For each line below, check whether "image" is present. Report how many lines have it, nothing else.

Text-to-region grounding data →
- Opening Delimiter -

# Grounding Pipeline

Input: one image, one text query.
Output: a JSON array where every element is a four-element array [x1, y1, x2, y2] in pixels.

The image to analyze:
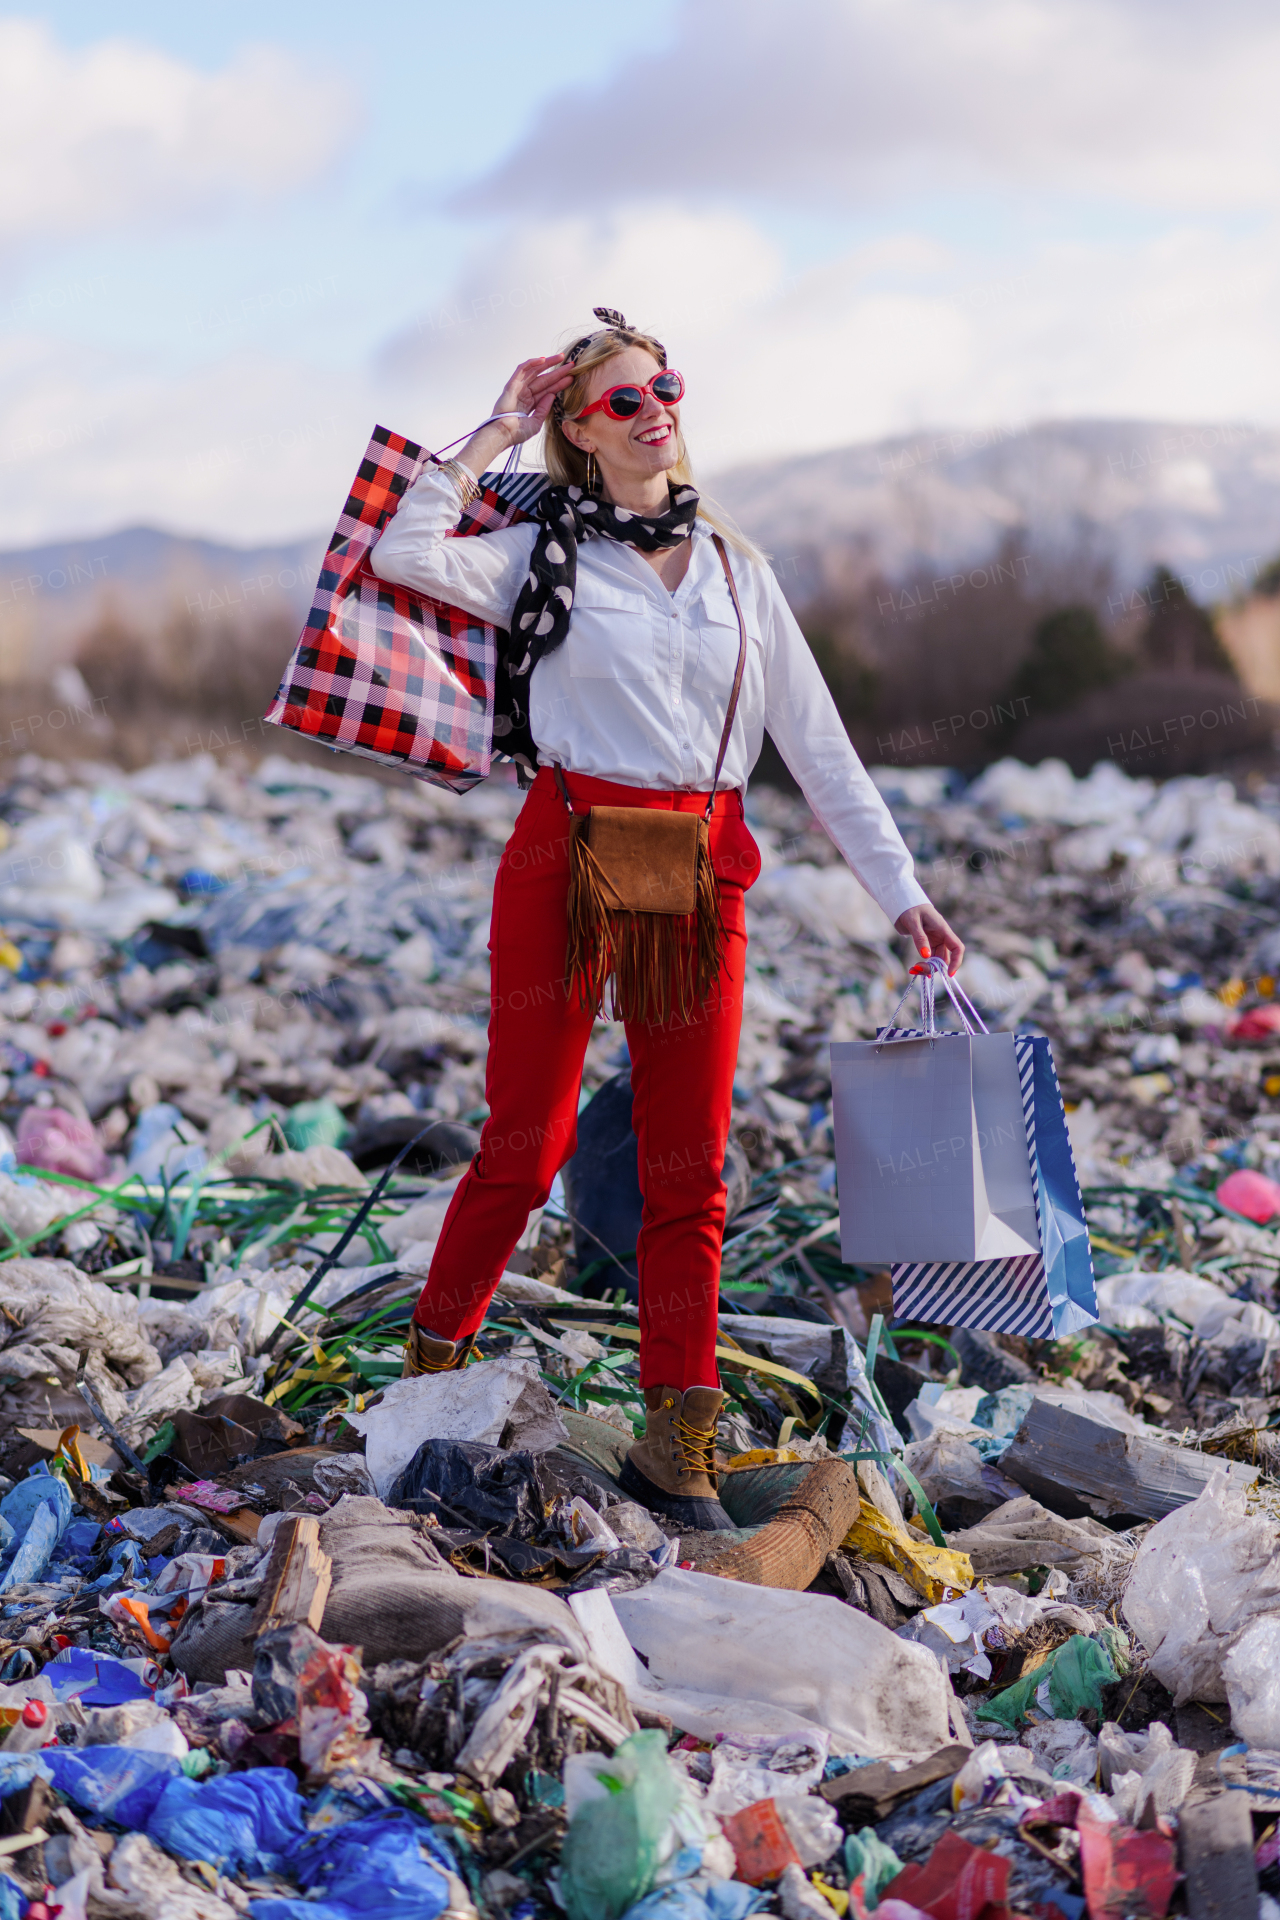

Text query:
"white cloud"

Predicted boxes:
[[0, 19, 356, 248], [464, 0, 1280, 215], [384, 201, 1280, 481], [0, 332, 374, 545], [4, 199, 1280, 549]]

- Closing Delimiter -

ANSWER TO THE PROBLEM → 2